* TASK TO COMPLETE
Wherever the string "white" appears in the records, return the line that holds it.

═════ LISTED ENTRIES

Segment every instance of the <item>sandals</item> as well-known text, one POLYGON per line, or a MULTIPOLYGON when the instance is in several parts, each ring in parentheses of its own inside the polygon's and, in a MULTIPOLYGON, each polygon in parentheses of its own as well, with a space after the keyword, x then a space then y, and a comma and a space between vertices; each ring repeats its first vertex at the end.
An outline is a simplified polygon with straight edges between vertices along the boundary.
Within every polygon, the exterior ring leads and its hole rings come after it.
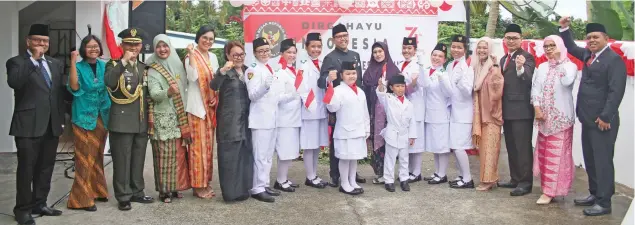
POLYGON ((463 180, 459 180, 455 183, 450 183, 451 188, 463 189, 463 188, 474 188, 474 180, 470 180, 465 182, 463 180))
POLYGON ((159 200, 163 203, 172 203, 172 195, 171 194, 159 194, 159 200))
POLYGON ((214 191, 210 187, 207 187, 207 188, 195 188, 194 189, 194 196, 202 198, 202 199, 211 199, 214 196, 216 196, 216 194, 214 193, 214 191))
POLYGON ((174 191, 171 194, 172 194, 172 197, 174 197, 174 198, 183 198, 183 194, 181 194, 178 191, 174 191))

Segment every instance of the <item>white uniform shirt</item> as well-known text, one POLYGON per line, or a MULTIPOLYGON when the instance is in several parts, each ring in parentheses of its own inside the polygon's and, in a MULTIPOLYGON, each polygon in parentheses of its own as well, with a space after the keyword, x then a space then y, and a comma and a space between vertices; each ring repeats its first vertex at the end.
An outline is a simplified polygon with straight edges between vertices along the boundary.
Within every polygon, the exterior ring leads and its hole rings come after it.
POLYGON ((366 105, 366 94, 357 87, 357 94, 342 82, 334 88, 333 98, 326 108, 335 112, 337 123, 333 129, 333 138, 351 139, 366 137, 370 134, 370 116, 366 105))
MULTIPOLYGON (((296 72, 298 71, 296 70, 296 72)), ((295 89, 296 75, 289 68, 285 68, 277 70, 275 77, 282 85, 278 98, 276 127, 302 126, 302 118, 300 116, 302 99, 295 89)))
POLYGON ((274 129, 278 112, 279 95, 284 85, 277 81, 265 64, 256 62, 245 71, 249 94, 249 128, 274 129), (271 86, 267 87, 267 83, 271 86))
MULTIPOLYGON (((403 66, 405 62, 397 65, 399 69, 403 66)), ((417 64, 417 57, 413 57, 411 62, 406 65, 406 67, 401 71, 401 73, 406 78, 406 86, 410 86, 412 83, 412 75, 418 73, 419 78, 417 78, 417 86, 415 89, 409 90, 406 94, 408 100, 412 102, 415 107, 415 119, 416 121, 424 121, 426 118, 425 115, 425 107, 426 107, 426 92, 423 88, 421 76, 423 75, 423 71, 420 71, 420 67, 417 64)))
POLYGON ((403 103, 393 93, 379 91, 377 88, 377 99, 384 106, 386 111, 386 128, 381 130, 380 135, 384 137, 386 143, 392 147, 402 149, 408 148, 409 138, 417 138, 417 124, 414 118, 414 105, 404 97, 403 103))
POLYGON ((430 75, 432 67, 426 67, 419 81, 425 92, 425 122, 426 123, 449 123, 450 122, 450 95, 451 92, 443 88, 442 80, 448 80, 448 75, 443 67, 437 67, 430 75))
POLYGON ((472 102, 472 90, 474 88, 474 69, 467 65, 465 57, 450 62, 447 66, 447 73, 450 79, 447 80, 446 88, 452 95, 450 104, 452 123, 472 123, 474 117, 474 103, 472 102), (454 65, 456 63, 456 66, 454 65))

══════════
═════ LISTED ENTRIES

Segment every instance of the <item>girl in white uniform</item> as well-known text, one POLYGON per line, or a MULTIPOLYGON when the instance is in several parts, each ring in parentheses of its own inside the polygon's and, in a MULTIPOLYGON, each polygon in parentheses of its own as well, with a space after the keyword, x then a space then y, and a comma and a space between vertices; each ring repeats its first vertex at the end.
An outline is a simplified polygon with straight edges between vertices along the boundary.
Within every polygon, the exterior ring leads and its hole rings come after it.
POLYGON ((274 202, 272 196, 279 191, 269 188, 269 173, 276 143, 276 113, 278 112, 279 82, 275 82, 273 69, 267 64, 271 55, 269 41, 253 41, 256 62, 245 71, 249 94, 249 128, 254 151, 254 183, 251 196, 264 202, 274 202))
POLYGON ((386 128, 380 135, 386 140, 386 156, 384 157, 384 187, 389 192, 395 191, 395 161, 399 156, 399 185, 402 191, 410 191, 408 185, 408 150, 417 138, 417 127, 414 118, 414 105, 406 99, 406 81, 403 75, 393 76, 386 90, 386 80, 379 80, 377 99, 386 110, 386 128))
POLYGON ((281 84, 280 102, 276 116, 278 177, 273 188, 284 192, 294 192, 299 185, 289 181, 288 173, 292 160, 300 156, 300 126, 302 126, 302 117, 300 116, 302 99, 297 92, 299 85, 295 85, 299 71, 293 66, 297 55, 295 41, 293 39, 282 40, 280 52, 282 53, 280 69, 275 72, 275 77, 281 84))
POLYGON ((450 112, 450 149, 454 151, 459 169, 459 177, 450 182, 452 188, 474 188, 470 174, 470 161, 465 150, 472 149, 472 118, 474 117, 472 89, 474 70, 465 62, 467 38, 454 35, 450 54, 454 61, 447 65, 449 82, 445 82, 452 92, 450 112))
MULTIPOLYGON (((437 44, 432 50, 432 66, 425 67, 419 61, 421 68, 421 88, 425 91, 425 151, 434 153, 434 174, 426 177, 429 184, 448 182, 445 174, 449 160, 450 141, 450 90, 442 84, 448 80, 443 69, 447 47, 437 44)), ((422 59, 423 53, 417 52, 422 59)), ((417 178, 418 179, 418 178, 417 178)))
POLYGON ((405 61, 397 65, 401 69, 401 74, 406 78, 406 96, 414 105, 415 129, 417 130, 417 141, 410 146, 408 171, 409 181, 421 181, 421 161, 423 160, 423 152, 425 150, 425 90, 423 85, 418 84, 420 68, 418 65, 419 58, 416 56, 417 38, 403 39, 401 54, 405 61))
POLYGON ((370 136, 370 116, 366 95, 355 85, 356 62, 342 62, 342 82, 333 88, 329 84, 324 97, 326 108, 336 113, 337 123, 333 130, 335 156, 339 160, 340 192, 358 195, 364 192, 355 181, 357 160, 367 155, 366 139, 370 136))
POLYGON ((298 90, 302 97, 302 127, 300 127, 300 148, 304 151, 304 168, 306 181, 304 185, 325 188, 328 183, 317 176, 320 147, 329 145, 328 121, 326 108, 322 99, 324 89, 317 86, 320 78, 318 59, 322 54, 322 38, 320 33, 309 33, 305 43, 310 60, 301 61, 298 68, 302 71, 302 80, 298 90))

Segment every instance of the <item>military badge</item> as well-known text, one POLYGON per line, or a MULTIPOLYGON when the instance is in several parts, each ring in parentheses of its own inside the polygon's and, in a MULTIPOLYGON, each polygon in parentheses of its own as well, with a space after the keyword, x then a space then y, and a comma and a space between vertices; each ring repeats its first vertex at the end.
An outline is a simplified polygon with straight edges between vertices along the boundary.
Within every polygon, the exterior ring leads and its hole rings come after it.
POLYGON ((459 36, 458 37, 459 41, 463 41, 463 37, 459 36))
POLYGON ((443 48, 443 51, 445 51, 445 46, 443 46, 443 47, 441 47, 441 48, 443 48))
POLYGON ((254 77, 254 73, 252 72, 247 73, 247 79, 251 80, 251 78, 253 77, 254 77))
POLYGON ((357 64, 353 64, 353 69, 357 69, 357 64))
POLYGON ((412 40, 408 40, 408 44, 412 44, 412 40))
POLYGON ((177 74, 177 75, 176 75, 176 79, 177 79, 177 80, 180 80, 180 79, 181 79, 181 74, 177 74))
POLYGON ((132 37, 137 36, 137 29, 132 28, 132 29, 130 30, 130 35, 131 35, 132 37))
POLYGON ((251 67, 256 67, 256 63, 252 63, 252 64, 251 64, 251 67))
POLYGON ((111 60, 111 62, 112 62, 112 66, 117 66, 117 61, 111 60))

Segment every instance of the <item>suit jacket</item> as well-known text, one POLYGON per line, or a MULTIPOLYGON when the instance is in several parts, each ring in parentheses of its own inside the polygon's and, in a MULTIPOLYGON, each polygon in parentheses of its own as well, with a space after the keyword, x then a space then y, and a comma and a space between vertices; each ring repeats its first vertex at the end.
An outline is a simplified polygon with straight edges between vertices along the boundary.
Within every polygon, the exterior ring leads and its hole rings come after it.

══════════
═════ LISTED ENTRIES

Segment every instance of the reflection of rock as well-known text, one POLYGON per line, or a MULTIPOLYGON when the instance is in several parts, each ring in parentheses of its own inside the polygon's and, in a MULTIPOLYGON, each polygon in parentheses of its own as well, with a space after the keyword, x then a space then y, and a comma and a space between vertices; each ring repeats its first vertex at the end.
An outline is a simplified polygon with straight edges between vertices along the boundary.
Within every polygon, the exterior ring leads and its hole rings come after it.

══════════

* WRITTEN RESPONSE
Segment every instance of the <item>white uniform shirt</item> as well-known text, one POLYGON per line, or a MULTIPOLYGON when the instance is in several parts, each ring in parentheses of its own inside the polygon's and, in a MULTIPOLYGON, each polygon in parentheses of its own as well, with a space after the keyword, x then a space then y, and a comma and a space between vertices; each ring repeats its first vertex at the end.
Segment every instance of the <item>girl in white uniform</item> as well-known text, one POLYGON per line, or a MULTIPOLYGON when the instance is in several parts, each ring in parentheses of its own inside the polygon's and, in a MULTIPOLYGON, each polygon in parentheses of its own as well, with a space after the keyword, x then a space then y, and a comma and a space between vertices; each ring repeats its first vertex at the end.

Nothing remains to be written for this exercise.